> Challenge 1
According to the essay on household finances and the US economy, what share of the IOUs printed by the government is now owned by foreigners?
> Challenge 2
Carry on the essay on household finances and the US economy, beginning after its final sentence.

> Text extract
_ _ _ _ _
We seem to have, at least in the USA, an epidemic not so much of stupidity, but of reluctance to ask for help. Many people in the US are having trouble making ends meet, and may spend less on Christmas presents this year. These two facts are related.
The problem with money apparently comes as a surprise to financial analysts and forecasters, who must be in the upper percent that's growing in prosperity. There seems to be a puzzled shock in the Wall Street Journal that Wal-mart sales are down, bankruptcies are up, and even mortgage payments are falling behind at a record rate.
Meanwhile, the sale price of homes is declining, depending on what you read. Government figures show prices increasing 1 percent, but New York Times investigation in the same regions show prices declining at 15-25% from last year. Hmm. (See "Economix - What Statistics on Home Sales aren't Saying", NY Times Dec 6 2006).
As, one analyst put it, people seem to have turned their houses upside down like piggy banks, shaken all the money out, and spent it already, and now there's nothing left to use to pay the new bills. To top that off, the monthly mortgage payment magical 3 year grace period has expired, and the minimum payment they're demanding just doubled. How can that be?
And interest rates, whatever those are keep on rising, though maybe that's over now. Actually, that's highly doubtful, as the government keeps pushing to "let the dollar fall." The math is complex, but the outcome is predictable - foreigners, who now own over half of the IOU's the government prints, want a certain amout of value each year for holding onto those IOU's. If each dollar they get in interest payments has less value, they're going to want more of them to end up with the same international purchasing power. Voila, the interest rates will be pushed up.
_ _ _ _ _
> Data records

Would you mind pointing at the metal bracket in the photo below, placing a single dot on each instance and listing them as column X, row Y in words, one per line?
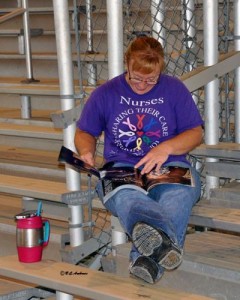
column 78, row 197
column 62, row 119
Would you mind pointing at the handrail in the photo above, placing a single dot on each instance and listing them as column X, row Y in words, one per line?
column 12, row 14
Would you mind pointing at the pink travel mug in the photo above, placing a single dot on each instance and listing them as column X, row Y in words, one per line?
column 32, row 235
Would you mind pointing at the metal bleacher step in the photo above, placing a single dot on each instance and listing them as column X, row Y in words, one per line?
column 210, row 267
column 44, row 87
column 223, row 150
column 228, row 195
column 225, row 169
column 31, row 136
column 84, row 57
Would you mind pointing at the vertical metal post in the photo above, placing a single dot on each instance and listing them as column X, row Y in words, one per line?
column 92, row 67
column 115, row 63
column 237, row 71
column 189, row 29
column 27, row 42
column 26, row 107
column 157, row 13
column 115, row 37
column 65, row 70
column 210, row 14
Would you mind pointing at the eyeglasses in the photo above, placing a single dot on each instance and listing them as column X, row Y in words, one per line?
column 148, row 81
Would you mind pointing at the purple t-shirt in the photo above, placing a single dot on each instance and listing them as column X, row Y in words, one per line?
column 133, row 123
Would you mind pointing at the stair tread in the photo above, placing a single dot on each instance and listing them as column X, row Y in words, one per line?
column 45, row 86
column 85, row 57
column 216, row 216
column 230, row 151
column 216, row 249
column 31, row 131
column 35, row 188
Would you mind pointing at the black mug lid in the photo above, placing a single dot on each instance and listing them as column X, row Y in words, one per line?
column 26, row 214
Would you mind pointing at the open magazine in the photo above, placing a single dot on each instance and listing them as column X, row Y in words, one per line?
column 116, row 178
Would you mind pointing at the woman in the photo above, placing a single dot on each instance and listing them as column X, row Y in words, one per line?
column 149, row 120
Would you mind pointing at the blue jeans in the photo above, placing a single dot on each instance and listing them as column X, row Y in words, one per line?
column 167, row 207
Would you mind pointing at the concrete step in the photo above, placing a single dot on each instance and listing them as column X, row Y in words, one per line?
column 210, row 267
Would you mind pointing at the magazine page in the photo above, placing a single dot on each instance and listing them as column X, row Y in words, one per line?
column 114, row 177
column 170, row 174
column 68, row 156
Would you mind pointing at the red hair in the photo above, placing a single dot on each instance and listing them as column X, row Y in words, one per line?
column 145, row 53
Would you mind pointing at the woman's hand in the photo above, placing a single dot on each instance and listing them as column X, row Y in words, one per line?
column 155, row 158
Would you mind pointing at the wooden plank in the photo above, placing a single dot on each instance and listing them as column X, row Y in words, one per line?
column 12, row 14
column 45, row 87
column 230, row 151
column 30, row 187
column 85, row 57
column 13, row 286
column 32, row 131
column 80, row 281
column 215, row 249
column 215, row 216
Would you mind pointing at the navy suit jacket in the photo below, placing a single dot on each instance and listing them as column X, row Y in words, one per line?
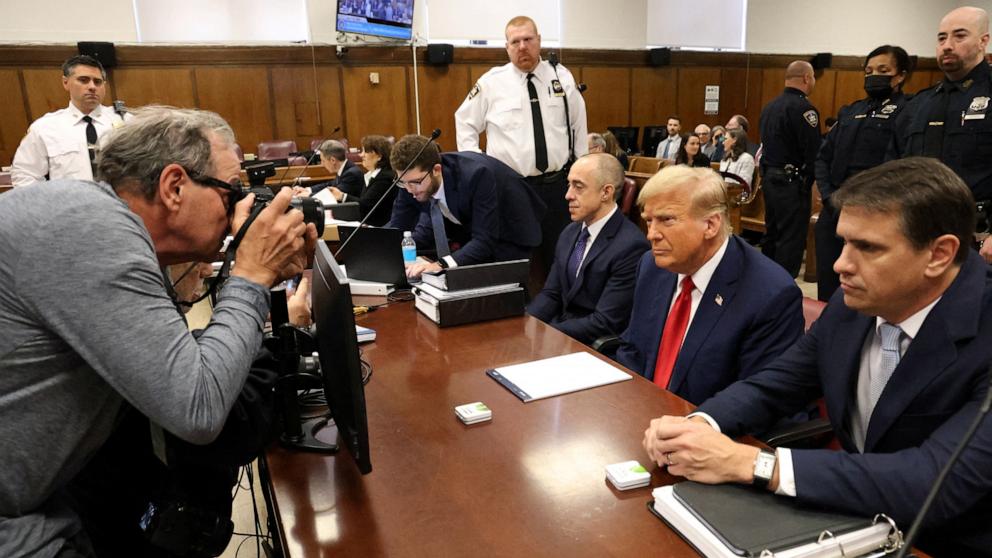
column 597, row 302
column 750, row 313
column 499, row 212
column 928, row 403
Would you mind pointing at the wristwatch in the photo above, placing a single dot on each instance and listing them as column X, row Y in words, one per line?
column 764, row 467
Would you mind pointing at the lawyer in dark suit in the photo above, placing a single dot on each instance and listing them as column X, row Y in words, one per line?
column 590, row 289
column 348, row 176
column 901, row 356
column 745, row 310
column 479, row 204
column 376, row 183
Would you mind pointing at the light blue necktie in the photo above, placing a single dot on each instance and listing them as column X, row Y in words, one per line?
column 890, row 359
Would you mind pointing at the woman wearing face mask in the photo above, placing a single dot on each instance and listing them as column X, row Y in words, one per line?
column 858, row 142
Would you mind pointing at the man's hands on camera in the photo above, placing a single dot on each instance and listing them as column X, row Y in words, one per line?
column 277, row 246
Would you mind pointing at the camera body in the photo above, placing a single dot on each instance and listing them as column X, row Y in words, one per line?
column 313, row 210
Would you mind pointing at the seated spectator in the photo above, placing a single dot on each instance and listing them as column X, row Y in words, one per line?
column 613, row 148
column 708, row 308
column 348, row 177
column 736, row 159
column 690, row 152
column 590, row 288
column 378, row 180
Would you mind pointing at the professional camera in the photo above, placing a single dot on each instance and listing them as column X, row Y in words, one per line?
column 313, row 210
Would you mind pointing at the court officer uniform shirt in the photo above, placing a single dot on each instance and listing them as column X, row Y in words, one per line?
column 56, row 145
column 499, row 105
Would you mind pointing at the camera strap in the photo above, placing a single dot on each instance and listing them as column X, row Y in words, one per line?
column 222, row 274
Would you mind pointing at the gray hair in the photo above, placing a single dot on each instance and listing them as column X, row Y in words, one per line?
column 134, row 155
column 597, row 140
column 333, row 148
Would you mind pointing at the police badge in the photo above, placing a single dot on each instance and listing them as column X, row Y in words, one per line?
column 475, row 91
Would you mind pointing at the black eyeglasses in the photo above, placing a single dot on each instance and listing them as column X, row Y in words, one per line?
column 235, row 188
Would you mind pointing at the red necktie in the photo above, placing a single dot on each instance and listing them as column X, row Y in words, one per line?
column 671, row 337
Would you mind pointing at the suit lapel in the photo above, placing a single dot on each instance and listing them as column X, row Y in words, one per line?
column 933, row 350
column 604, row 237
column 723, row 284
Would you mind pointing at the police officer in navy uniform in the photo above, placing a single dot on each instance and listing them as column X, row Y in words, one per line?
column 952, row 121
column 535, row 121
column 857, row 142
column 790, row 136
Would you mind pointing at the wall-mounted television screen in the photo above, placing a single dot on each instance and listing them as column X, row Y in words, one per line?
column 382, row 18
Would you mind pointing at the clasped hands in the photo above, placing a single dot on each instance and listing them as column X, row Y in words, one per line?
column 691, row 448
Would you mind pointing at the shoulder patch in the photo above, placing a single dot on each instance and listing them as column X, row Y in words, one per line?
column 476, row 89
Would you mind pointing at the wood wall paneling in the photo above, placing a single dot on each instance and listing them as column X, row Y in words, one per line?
column 44, row 90
column 740, row 93
column 307, row 103
column 13, row 120
column 162, row 86
column 692, row 92
column 381, row 108
column 822, row 96
column 241, row 95
column 607, row 98
column 442, row 90
column 654, row 94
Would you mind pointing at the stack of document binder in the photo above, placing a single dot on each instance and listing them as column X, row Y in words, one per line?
_ _ _ _ _
> Expected answer 1
Over half.

> Expected answer 2
How far up? The dollar is estimated to be easily 30% overvalued. So, the dollar could fall 30%. If that happens "gracefully", say over 6 years, that will add 5% to the interest rate the government is paying - well, actually, that you are paying with your taxes.
So, an interest rate now at, say 6% could rise to an annual rate of say 12%, just to cover the dollar's fall. So, here's a fast quiz.
If you have an interest-only mortage at 6%, paying $1000 a month (for easy numbers),
and the rate goes up 6% to 12%, will your new payment be:
a) $1006
b) $1012
c) $ 2000
The right answer is (c) - your payment will double.
(here's a handy calculator if you don't have one.)
From everything I can read, I think that many people, maybe most people, but easily millions of recent home-buyers, believe the answer to that quiz would be (b), and they are now getting a huge surprise they were totally unprepared for.
Some young people might think interest rates couldn't possible go "that high", and if you look in Yahoo or other sites, you can only see charts that go back a few years and you'd think that would be true. Older people remember how bad it can be, and here's a table with the history they remember.
Between August 1979 and September 1982 the "prime" (best) interest rate never got below 15%, and it hit a high of 21.5% in December 1980.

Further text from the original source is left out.